» Yönerge 1:
Seçilen pasaja göre "Kültür Elçisi" sertifikası alan öğrenciler hangi tarihler arasında İstanbul'da buluşacak?
» Yönerge 2:
Girdilerin başından "[705,915,734,954]" içeren satıra kadar uzanan aralığı, iki ucu da dahil ve boş satırlar hariç, numaralı liste biçiminde yazın.

» Seçilen pasaj:
━━━━━━━━

Bu eğitim sonunda “Kültür Elçisi” olarak sertifika alan 105 öğrenci 13-17 Haziran tarihleri arasında İstanbul’da buluşacak. Mardin’in Midyat ilçesi 'Kültür Elçi'lerinden 13 yaşındaki Yiğit Erdem hiç gelmediği İstanbul’la ilgili duygularını şöyle dile getiriyor:

“İstanbul’a hiç gelmedim. Hep televizyonlardan, kitaplardan gördüm. Önce tarihi mekanları gezmek isterim. Mimar Sinan’ın eserlerini, Eyüp Sultan, Dolmabahçe Sarayı’nı, Feshane’yi, Galata Kulesi’ni, Kız Kulesi’ni, Yedikule Zindanları’nı ve tabii ki Miniatürk’ü… Doğanın güzelliklerini, Sarayburnu’nu, Gülhane’yi, Beyoğlu’nu… Türkiye’nin en büyük üniversitelerinin bulunduğu bu şehirde Marmara, Mimar Sinan ve Boğaziçi Üniversitesi’ni görmek hayallerimi yerinde yaşamak olur benim için!”

Talas “Kültür Elçileri”nden Volkan Kaya ise kendisinde gördüğü değişikliği mektubunda şöyle anlatmış:

“Eğitimden önce ‘ne eski bina, keşke yıksalar’ dediğim Talas evinin şimdi ne kadar değerli olduğunu biliyorum. Ve o evi korumam gerektiğini de biliyorum. İyi ki ÇEKÜL’e katılmışım...”

Bu 105 Kültür Elçisi çocuk, 17 Haziran Perşembe günü Eminönü Sivil Girişimi'nin konuğu olarak "Yürüyüş Güzergahları"ndan geçerek Tarihi Yarımada'ya gelecek...

━━━━━━━━

Bir veri dosyasından bölüm:
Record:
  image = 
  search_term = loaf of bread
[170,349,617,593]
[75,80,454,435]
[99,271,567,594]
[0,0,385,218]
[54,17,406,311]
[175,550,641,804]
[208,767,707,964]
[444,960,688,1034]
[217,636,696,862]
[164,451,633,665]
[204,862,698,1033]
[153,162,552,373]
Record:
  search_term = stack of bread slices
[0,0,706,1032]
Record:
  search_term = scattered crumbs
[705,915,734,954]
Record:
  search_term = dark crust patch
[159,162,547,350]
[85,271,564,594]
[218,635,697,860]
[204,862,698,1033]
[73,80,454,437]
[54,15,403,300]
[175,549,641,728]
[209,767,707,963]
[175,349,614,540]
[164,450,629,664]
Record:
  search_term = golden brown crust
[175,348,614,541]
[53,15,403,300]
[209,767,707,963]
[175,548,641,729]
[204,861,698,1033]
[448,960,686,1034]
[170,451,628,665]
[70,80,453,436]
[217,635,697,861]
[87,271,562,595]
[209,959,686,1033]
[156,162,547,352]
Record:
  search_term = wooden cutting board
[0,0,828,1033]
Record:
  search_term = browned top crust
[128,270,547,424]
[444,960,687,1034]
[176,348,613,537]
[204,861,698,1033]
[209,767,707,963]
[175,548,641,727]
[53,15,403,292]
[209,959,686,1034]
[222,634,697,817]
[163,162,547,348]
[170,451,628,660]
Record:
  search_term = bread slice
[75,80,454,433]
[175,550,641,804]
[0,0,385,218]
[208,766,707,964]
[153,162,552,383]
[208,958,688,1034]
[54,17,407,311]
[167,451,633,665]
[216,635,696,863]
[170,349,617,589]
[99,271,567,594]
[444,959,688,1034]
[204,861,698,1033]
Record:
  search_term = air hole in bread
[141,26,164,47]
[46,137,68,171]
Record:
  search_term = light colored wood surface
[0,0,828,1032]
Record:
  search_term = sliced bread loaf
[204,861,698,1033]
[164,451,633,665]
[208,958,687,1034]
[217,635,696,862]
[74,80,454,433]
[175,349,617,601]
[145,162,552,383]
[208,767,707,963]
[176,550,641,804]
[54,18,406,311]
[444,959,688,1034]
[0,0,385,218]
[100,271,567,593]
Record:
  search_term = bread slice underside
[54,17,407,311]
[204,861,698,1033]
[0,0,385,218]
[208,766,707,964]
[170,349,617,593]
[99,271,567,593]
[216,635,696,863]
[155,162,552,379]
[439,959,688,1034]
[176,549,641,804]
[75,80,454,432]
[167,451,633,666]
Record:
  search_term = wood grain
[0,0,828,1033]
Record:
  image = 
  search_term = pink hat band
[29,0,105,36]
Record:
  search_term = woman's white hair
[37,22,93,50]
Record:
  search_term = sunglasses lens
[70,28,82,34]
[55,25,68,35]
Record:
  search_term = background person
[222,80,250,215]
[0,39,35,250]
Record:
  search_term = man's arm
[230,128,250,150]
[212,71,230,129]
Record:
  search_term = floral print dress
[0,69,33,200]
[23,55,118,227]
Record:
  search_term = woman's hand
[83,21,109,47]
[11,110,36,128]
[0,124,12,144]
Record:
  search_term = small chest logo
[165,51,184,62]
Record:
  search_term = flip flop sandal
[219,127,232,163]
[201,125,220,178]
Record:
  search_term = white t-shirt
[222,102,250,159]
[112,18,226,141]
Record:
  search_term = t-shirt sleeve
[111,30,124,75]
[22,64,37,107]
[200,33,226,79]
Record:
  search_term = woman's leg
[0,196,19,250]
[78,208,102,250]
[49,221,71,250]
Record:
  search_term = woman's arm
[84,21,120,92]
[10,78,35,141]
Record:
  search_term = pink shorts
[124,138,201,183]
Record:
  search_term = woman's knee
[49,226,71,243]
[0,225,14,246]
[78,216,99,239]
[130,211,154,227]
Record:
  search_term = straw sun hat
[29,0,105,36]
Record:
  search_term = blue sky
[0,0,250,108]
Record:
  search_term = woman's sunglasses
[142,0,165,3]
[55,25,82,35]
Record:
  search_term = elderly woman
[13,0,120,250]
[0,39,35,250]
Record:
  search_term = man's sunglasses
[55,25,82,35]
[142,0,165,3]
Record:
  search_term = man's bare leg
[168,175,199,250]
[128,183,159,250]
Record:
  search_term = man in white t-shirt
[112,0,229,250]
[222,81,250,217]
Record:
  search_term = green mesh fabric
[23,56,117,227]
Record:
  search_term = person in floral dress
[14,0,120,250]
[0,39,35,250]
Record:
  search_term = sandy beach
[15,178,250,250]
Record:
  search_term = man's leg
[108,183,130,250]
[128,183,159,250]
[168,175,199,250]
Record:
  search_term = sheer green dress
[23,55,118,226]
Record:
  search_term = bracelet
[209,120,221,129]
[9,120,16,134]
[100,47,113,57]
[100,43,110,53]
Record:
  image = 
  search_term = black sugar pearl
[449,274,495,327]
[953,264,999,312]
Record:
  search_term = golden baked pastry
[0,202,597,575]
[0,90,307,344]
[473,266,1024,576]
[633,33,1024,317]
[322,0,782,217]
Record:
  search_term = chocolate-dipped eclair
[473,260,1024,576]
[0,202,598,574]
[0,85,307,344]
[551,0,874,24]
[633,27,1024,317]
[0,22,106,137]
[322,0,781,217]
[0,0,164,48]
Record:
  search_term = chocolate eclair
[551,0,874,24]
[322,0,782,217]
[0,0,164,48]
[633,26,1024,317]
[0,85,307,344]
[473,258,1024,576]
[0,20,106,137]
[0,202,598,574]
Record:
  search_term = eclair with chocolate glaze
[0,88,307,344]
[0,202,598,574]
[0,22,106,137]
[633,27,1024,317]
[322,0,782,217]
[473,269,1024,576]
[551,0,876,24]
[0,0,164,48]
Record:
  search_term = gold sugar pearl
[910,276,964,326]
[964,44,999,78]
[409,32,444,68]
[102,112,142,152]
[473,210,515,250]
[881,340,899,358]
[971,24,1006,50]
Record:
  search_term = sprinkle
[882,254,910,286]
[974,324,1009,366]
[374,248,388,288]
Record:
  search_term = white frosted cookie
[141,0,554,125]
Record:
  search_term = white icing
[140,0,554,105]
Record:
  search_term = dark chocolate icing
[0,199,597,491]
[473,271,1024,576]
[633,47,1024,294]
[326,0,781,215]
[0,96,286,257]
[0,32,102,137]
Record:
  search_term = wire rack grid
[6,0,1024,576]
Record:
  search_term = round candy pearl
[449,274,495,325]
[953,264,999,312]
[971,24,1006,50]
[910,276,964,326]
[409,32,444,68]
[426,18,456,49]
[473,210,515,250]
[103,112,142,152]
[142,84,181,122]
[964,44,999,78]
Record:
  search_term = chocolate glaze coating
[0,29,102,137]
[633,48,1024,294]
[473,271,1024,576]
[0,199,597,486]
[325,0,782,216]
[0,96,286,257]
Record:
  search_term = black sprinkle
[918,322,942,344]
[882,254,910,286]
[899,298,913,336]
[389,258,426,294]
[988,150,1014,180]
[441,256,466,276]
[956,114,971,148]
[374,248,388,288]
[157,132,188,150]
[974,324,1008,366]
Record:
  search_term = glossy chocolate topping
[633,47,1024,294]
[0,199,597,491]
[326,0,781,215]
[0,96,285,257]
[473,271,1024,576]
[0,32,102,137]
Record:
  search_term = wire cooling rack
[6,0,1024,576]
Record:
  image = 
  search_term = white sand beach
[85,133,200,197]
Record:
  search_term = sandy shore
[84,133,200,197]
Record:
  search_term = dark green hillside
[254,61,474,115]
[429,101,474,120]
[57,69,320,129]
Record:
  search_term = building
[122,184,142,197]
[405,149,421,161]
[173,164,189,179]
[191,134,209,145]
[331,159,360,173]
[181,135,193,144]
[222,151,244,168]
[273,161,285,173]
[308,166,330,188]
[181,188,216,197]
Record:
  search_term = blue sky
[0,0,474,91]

━━━━━━━━

» Yazılı yanıt 1:
13-17 Haziran tarihleri arasında.

» Yazılı yanıt 2:
1. Record:
2.   image = 
3.   search_term = loaf of bread
4. [170,349,617,593]
5. [75,80,454,435]
6. [99,271,567,594]
7. [0,0,385,218]
8. [54,17,406,311]
9. [175,550,641,804]
10. [208,767,707,964]
11. [444,960,688,1034]
12. [217,636,696,862]
13. [164,451,633,665]
14. [204,862,698,1033]
15. [153,162,552,373]
16. Record:
17.   search_term = stack of bread slices
18. [0,0,706,1032]
19. Record:
20.   search_term = scattered crumbs
21. [705,915,734,954]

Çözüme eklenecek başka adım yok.